▸ **Action item**:
The data must be returned in full and exactly as given.

▸ **Data provided**:

^^^^^^^^

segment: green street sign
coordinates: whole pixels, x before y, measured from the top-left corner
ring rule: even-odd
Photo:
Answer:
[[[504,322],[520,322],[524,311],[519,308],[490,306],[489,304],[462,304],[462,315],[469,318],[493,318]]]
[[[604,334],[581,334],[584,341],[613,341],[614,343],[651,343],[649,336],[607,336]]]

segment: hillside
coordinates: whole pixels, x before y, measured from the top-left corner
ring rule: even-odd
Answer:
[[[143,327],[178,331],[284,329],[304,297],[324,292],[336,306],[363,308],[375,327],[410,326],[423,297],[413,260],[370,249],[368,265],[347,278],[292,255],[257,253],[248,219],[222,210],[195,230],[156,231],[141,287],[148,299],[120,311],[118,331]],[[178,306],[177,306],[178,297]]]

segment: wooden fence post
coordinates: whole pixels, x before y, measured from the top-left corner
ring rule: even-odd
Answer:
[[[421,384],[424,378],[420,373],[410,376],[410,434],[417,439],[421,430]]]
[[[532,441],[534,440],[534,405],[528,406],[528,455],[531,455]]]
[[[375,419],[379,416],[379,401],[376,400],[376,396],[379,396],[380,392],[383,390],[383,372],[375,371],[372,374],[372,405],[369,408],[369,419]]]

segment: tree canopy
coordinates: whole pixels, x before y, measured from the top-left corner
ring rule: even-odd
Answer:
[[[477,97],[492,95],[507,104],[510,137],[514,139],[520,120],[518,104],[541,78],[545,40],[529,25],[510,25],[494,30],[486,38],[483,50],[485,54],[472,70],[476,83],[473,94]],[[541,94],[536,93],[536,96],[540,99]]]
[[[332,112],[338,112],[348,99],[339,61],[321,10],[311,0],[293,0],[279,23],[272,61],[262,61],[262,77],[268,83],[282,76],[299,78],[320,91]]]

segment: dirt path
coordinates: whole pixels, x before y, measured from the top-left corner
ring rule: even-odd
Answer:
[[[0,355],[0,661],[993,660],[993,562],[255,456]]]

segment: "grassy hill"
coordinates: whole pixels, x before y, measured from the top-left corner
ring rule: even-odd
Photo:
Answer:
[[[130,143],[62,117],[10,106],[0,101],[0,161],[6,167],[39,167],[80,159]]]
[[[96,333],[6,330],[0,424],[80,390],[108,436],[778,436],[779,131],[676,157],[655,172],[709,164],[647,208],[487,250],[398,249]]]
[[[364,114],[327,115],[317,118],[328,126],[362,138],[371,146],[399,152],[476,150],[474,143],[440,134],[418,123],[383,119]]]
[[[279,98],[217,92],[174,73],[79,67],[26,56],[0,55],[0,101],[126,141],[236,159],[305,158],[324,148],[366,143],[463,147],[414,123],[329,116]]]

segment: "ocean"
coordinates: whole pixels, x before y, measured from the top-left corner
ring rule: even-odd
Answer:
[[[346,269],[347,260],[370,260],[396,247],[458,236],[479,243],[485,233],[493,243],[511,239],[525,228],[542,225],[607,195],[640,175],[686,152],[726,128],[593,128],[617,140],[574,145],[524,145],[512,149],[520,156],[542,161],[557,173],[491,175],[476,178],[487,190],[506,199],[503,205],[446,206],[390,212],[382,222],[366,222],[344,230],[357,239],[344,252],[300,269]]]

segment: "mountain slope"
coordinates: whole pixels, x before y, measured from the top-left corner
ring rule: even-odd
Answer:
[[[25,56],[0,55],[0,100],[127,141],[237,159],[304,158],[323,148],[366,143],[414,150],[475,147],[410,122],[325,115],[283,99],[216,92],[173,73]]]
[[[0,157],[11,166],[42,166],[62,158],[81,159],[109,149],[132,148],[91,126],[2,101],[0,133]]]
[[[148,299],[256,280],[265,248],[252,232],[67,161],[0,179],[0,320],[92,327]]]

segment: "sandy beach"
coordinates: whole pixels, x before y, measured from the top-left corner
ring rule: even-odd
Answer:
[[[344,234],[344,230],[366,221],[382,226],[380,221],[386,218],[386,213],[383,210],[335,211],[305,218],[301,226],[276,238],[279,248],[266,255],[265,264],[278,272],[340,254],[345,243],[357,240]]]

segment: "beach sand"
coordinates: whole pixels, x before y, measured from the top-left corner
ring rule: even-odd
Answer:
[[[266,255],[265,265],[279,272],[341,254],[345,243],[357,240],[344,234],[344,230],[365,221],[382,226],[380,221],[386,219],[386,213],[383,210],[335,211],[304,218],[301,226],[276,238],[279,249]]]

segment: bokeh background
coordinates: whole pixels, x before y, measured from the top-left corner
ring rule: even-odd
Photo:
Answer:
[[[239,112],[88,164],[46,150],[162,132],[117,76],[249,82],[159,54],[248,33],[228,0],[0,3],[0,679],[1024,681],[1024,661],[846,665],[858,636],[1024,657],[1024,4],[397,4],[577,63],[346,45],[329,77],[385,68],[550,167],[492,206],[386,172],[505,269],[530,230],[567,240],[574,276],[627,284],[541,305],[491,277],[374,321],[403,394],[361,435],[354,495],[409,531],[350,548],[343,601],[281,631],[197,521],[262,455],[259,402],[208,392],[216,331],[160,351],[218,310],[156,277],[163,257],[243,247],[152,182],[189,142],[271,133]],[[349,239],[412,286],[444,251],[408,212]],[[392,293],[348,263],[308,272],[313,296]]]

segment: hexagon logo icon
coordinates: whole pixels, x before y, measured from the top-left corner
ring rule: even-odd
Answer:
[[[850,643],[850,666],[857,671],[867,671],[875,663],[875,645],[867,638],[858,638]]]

^^^^^^^^

▸ **Answer**:
segment: green street sign
coordinates: whole pixels, x before y, measured from the top-left corner
ring rule: even-odd
Photo:
Answer:
[[[504,322],[520,322],[524,311],[519,308],[490,306],[489,304],[462,304],[462,315],[469,318],[493,318]]]
[[[604,334],[581,334],[584,341],[613,341],[614,343],[651,343],[649,336],[607,336]]]

segment: hillside
coordinates: whole pixels, x before y, measured from the top-left corner
ring rule: even-odd
Answer:
[[[143,327],[178,331],[284,329],[304,297],[324,292],[336,306],[363,308],[375,327],[410,326],[423,297],[413,260],[370,249],[368,265],[347,278],[292,255],[257,253],[248,219],[222,210],[195,230],[156,231],[141,287],[148,299],[120,311],[118,331]],[[178,306],[177,306],[178,297]]]

segment: wooden fence post
coordinates: whole pixels, x before y, measured from the top-left corner
ring rule: even-odd
Answer:
[[[421,384],[424,378],[420,373],[410,376],[410,434],[417,439],[421,430]]]
[[[532,441],[534,440],[534,405],[528,406],[528,455],[531,455]]]
[[[375,419],[379,416],[379,401],[376,400],[376,396],[379,396],[380,392],[383,390],[383,372],[375,371],[372,374],[372,405],[369,408],[369,419]]]

segment: tree canopy
coordinates: whole pixels, x before y, measured from the top-left corner
ring rule: even-odd
Answer:
[[[477,97],[492,95],[507,104],[510,137],[514,139],[520,120],[518,104],[541,78],[545,40],[529,25],[510,25],[494,30],[486,38],[483,50],[485,54],[472,70],[476,83],[473,94]],[[541,94],[536,93],[536,96],[540,99]]]
[[[332,112],[338,112],[348,99],[339,61],[321,10],[311,0],[293,0],[279,23],[272,61],[262,61],[262,77],[268,83],[282,76],[299,78],[320,91]]]

segment: dirt path
coordinates: whole pixels, x before y, measured from the top-left corner
ring rule: even-odd
Answer:
[[[0,355],[0,661],[993,660],[993,562],[255,456]]]

segment: "grassy hill"
coordinates: whole pixels, x before y, measured from the top-left corner
ring rule: even-odd
Photo:
Answer:
[[[130,143],[62,117],[10,106],[0,101],[0,161],[6,167],[39,167],[80,159]]]
[[[96,333],[6,330],[0,424],[80,390],[108,436],[778,436],[779,131],[676,157],[655,172],[709,164],[647,208],[487,250],[398,249]]]
[[[364,114],[327,115],[317,118],[328,126],[362,138],[371,146],[399,152],[476,150],[474,143],[440,134],[418,123],[383,119]]]
[[[279,98],[217,92],[174,73],[79,67],[26,56],[0,55],[0,101],[126,141],[236,159],[305,158],[324,148],[366,143],[463,147],[414,123],[329,116]]]

segment: "ocean"
coordinates: whole pixels, x before y, measured from the top-left corner
ring rule: even-odd
Answer:
[[[346,269],[347,260],[370,260],[396,247],[458,236],[479,243],[485,233],[493,243],[511,239],[525,228],[542,225],[607,195],[640,175],[686,152],[726,128],[593,128],[617,140],[574,145],[524,145],[512,149],[520,156],[542,161],[557,173],[491,175],[476,178],[487,190],[506,199],[503,205],[446,206],[390,212],[382,222],[366,222],[344,230],[357,239],[344,252],[300,269]]]

segment: "mountain slope"
coordinates: whole pixels, x before y, measured from the top-left corner
ring rule: even-odd
Answer:
[[[25,56],[0,55],[0,100],[127,141],[237,159],[304,158],[323,148],[366,143],[414,150],[475,147],[410,122],[325,115],[283,99],[216,92],[173,73]]]
[[[0,157],[11,166],[42,166],[62,158],[81,159],[109,149],[132,148],[91,126],[2,101],[0,133]]]
[[[148,299],[256,280],[265,248],[252,232],[67,161],[0,179],[0,320],[92,327]]]

segment: "sandy beach"
coordinates: whole pixels, x before y, measured from the top-left corner
ring rule: even-odd
Answer:
[[[344,234],[344,230],[366,221],[382,226],[380,221],[386,218],[386,213],[383,210],[335,211],[305,218],[301,226],[276,238],[279,248],[266,255],[265,264],[278,272],[340,254],[345,243],[357,240]]]

segment: "beach sand"
coordinates: whole pixels, x before y, measured from the top-left corner
ring rule: even-odd
Answer:
[[[266,255],[265,265],[279,272],[341,254],[345,243],[357,240],[344,234],[344,230],[365,221],[382,226],[380,221],[386,219],[386,213],[383,210],[335,211],[304,218],[301,226],[276,238],[279,249]]]

segment: bokeh background
coordinates: whole pixels, x before y, measured from the top-left corner
ring rule: even-odd
Photo:
Answer:
[[[239,112],[88,164],[46,150],[162,132],[117,76],[249,82],[159,54],[248,33],[228,0],[0,3],[0,679],[1024,681],[1024,661],[846,665],[858,636],[1024,657],[1024,4],[397,4],[577,63],[346,45],[329,77],[385,68],[550,167],[492,206],[386,172],[505,269],[530,230],[567,240],[574,276],[627,284],[541,305],[491,277],[374,321],[403,394],[361,435],[354,495],[409,531],[350,548],[343,601],[281,631],[197,521],[262,455],[259,402],[208,392],[216,331],[160,351],[218,310],[156,277],[163,257],[243,247],[152,182],[189,142],[271,133]],[[349,239],[412,286],[444,251],[408,212]],[[392,293],[348,263],[308,272],[313,296]]]

segment: hexagon logo icon
coordinates: whole pixels, x before y, measured from the top-left corner
ring rule: even-odd
Answer:
[[[850,643],[850,666],[857,671],[867,671],[875,663],[875,645],[867,638],[858,638]]]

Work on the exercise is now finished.